TASK PROMPT
In one to three sentences, explain how the loft tour passage says events like the tour boost business.

GIVEN PASSAGE
▼

This past weekend, the Free Clinic of Central Virginia held their 7th annual Loft Tour as a fundraiser. Basically, you buy a ticket to walk around downtown and check out people’s lofts…you know, the ones you are always saying “I wonder who lives there, and what it look like inside?” about.

Its a great fundraiser for a great cause. Plus, it’s inspiring. These lofts have been created from spaces that were not originally intended for living spaces. They all have unique character that the utilitarian warehouses, factories or old retail spaces they now occupy bring to the party.

There were 10 lofts and one building available to view – 11 in total. Our friends from DC drove down for the day and were blown away by the entire tour.

The spaces ranged from smaller, minimalistic art spaces to expansive and luxurious. By far, our favorites on the tour were Riverviews (the home of Greg Boyd, a local painter)…

and Ralph “Chopper” Wilson’s Parlor Lofts, which now stretch halfway down the 9th block of Main St.

And BTW, if you’re in the market for a place to live, there are a few spaces available to rent ranging from $750-$1,500. And when gas gets to $5 a gallon, you’ll look like a genius walking everywhere.

Here is the other benefit to these events – they boost business and tax revenue. How? The weather was amazing so the streets of downtown were p-a-c-k-e-d. Every restaurant and coffee shop was doing serious business.

We were examples of that – we started the morning with Andy Schools at The White Hart and ended the afternoon with lunch at The Depot Grill. Tell me that’s not a great day.

▲

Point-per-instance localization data
▼

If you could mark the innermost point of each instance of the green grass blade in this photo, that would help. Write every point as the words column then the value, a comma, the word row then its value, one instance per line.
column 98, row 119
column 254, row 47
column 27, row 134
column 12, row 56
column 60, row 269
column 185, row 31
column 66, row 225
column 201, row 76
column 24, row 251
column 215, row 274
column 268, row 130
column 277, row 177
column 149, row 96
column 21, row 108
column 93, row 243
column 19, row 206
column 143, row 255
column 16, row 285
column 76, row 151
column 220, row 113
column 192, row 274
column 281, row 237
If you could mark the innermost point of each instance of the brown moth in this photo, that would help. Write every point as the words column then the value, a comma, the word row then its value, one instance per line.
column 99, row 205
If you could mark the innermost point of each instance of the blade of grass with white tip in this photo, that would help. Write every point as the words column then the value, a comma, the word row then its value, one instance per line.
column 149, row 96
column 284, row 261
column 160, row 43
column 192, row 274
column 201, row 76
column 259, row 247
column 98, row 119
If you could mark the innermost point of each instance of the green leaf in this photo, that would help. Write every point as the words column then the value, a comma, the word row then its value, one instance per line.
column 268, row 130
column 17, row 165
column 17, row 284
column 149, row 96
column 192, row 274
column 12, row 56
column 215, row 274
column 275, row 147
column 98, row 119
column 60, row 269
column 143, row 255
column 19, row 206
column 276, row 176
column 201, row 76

▲

ANSWER
The passage says the weather was amazing, so the downtown streets were packed with people. As a result, every restaurant and coffee shop was doing serious business.